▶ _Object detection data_
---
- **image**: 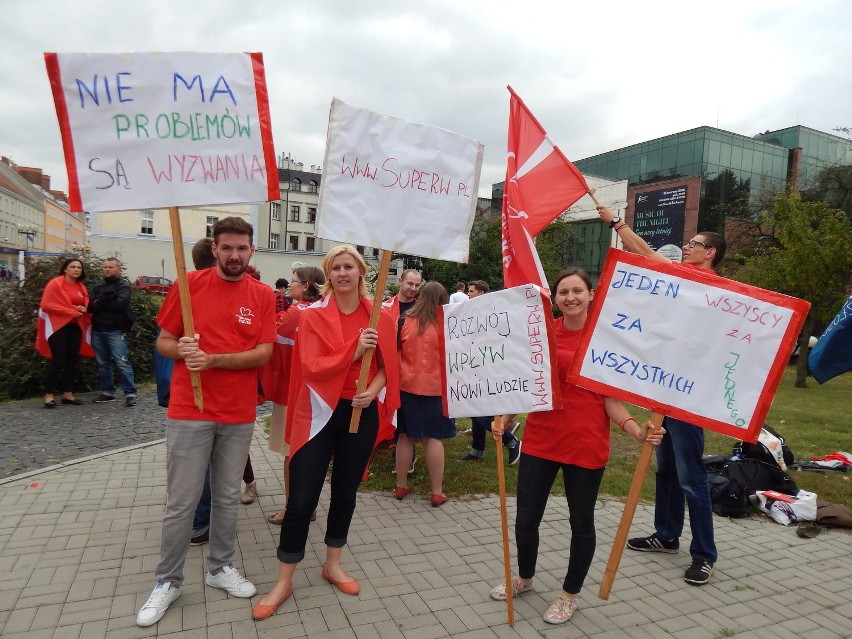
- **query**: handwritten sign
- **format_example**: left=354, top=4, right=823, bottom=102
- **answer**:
left=317, top=98, right=484, bottom=262
left=569, top=249, right=810, bottom=441
left=44, top=53, right=280, bottom=211
left=439, top=284, right=561, bottom=417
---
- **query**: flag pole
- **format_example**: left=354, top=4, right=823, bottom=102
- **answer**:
left=349, top=249, right=391, bottom=433
left=492, top=415, right=515, bottom=628
left=598, top=413, right=664, bottom=599
left=169, top=206, right=204, bottom=412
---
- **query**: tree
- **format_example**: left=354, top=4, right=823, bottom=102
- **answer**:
left=735, top=191, right=852, bottom=388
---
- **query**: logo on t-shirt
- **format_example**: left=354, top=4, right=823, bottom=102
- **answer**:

▶ _Description of the task_
Reproduce all of the records above word for word, leaving out the pictures.

▶ _The answer_
---
- **image**: 
- **query**: handwritten sign
- **format_example**: left=354, top=4, right=823, bottom=102
- **answer**:
left=317, top=98, right=484, bottom=262
left=569, top=249, right=810, bottom=441
left=44, top=53, right=280, bottom=211
left=439, top=284, right=561, bottom=417
---
- **query**: flag pole
- **format_example**: left=354, top=4, right=823, bottom=102
- **answer**:
left=349, top=249, right=391, bottom=433
left=492, top=415, right=515, bottom=628
left=598, top=413, right=664, bottom=599
left=169, top=206, right=204, bottom=412
---
- **query**: tree
- **format_example**: left=354, top=4, right=823, bottom=102
- **answer**:
left=735, top=191, right=852, bottom=388
---
- **query**: logo on t-shirt
- **format_example**: left=354, top=4, right=823, bottom=102
- **answer**:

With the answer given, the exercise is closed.